— START OF DATA FOR THE TASK —

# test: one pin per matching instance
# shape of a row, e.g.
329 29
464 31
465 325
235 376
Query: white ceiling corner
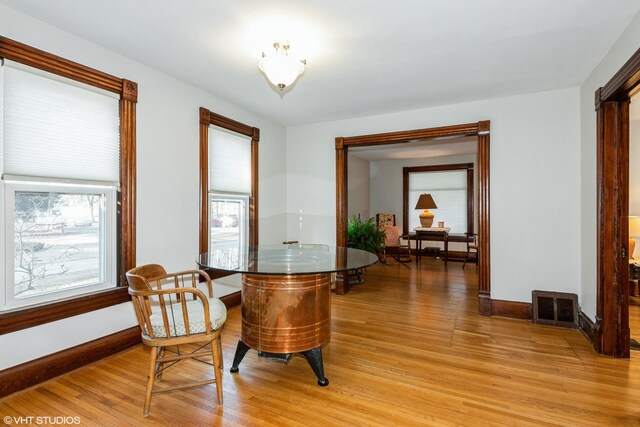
364 57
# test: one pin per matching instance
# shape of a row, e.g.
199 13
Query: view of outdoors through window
57 241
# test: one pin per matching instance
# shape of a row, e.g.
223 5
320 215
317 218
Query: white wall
634 161
535 183
167 191
386 178
359 187
619 53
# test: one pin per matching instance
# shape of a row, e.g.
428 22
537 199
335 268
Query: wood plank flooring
407 348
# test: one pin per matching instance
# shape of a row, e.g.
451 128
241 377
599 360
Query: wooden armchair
393 245
172 311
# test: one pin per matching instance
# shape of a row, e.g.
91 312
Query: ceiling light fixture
281 68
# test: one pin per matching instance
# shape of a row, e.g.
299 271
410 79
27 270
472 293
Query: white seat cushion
217 316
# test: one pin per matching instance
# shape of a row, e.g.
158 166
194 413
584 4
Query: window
67 215
451 187
228 182
59 239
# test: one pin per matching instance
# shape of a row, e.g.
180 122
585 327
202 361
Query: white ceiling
417 149
363 56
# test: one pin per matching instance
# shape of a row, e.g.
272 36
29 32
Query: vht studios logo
41 420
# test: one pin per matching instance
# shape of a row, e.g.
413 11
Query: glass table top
286 259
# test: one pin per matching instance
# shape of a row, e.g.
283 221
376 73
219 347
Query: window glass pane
227 221
58 242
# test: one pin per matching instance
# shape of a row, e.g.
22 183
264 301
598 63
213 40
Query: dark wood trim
436 168
128 91
232 300
469 129
39 370
511 309
484 244
342 220
253 200
613 283
612 145
127 232
625 82
232 125
203 233
470 202
480 129
25 54
208 118
590 330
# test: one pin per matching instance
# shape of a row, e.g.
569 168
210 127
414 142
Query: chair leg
150 379
159 363
216 350
220 352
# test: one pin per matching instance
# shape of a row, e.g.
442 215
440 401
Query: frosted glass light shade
281 69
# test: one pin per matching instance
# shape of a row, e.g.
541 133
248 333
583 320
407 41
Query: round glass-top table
286 296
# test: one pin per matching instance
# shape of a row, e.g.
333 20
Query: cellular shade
57 128
229 162
449 192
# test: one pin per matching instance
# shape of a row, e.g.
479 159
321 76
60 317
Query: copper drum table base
286 314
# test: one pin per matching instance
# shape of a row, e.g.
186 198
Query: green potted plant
364 235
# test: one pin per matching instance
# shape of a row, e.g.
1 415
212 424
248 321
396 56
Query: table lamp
425 201
634 231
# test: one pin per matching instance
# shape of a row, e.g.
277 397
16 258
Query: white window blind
449 191
57 128
229 162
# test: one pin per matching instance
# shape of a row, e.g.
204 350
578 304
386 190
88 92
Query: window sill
29 317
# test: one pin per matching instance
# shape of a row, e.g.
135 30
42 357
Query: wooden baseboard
512 309
484 303
25 375
36 371
590 330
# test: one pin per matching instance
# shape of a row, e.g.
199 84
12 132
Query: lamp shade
425 201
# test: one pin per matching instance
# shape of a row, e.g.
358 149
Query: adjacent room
244 212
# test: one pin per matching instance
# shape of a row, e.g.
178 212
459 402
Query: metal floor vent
555 308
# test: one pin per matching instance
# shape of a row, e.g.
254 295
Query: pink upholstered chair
393 244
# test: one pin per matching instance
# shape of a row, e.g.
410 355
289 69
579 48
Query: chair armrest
142 298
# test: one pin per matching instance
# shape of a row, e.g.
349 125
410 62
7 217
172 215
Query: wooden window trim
128 91
208 118
436 168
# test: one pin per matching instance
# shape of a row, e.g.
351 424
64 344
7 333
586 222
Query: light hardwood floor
407 348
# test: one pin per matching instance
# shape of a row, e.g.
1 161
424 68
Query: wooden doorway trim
612 109
479 129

— END OF DATA FOR THE TASK —

WHAT TO PRODUCE.
Keep the pictures out of the copy and return the rest of the data above exactly.

ANSWER TO THE PROBLEM.
# test: one pin per matching instance
# shape of a row, e.g.
329 29
464 31
465 325
235 376
Query: white ceiling corner
364 57
# test: one pin per matching instance
# shape of a row, e.g.
199 13
Query: view of outdoors through window
57 241
# test: one pin per matching instance
# shape of a row, e.g.
223 5
320 215
317 218
Query: white wall
634 161
535 183
167 191
386 178
359 187
619 53
# test: one pin per matching instance
# shape of a row, e.g.
428 22
537 199
335 268
Query: wood plank flooring
407 348
# test: one pin per matching instance
# shape of a row, e.g.
451 128
241 377
599 360
Query: wooden armchair
393 245
172 311
# test: one pin per matching instance
# shape of a row, e.g.
91 312
Query: ceiling light fixture
281 68
# test: one pin per matching instance
# shape of a row, e.g.
299 271
410 79
27 270
472 293
Query: white seat cushion
217 316
# test: one pin per matching instance
# shape of a row, e.g.
158 166
194 413
584 4
Query: window
67 215
451 187
228 182
59 239
# test: one pin per matching instance
# shape of a row, e.g.
180 122
585 327
202 361
Query: white ceiling
417 149
363 56
# test: one pin per matching instance
# shape of a row, e.g.
272 36
29 32
Query: vht studios logo
41 420
# test: one pin per matching instance
# shape of a row, e.g.
413 11
Query: glass table top
286 259
# test: one pin per matching instance
# shape of a row, e.g.
283 221
376 73
219 347
Query: window glass pane
227 221
58 242
# test: one pin per matching instance
# shape of a row, e.g.
22 183
264 301
598 63
213 40
Query: dark wood trim
436 168
128 91
232 300
469 129
39 370
511 309
484 244
342 220
253 200
613 283
612 145
127 232
625 82
232 125
203 233
470 202
480 129
25 54
208 118
590 330
# test: one pin per matching instance
# shape of a row, e.g.
569 168
210 127
414 142
Query: chair leg
150 379
159 363
216 350
220 352
# test: one pin per matching instance
# shape of a row, e.g.
442 215
440 401
Query: frosted glass light shade
281 69
# test: one pin per matching instance
# shape of a row, e.g.
541 133
248 333
583 320
407 41
Query: round glass-top table
286 296
# test: one pin per matching instance
# shape of a row, e.g.
333 20
Query: cellular shade
57 128
229 162
449 192
# test: one pin per matching instance
# shape of a row, e.g.
479 159
321 76
60 317
Query: copper drum table base
286 314
# test: one pin per matching instance
# shape of a row, e.g.
186 198
Query: green potted plant
364 235
# test: one pin per matching instance
# shape of a row, e.g.
1 415
212 424
248 321
396 56
Query: table lamp
425 201
634 231
# test: one pin per matching instance
# shape of a row, e.g.
277 397
16 258
Query: white window blind
449 191
57 128
229 162
# test: one pin per matching instance
# shape of a row, e.g.
204 350
578 304
386 190
88 92
Query: window sill
29 317
# test: one pin per matching instance
# shape of a row, e.g.
135 30
42 357
Query: wooden baseboard
512 309
484 303
25 375
36 371
590 330
# test: one pin per matching instance
# shape of a row, e.g.
199 84
12 132
Query: lamp shade
425 201
# test: one pin per matching instance
# shape of a row, e.g.
358 149
Query: adjacent room
244 212
# test: one pin per matching instance
# shape of a row, e.g.
178 212
459 402
Query: metal floor vent
555 308
# test: one pin per matching instance
# shape of a row, e.g.
254 295
Query: pink upholstered chair
393 244
# test: one pin per matching instance
# shape of a row, e.g.
410 355
289 69
579 48
Query: chair armrest
142 298
# test: one pin per matching instance
# shape of a row, e.g.
349 125
410 62
7 217
172 215
Query: wooden window trim
128 91
208 118
436 168
# test: one pin per matching instance
# shape of a row, e.g.
351 424
64 344
7 333
586 222
Query: light hardwood floor
407 348
# test: one pin per matching instance
# shape of a row, e.g.
1 161
424 68
Query: wooden doorway trim
612 109
479 129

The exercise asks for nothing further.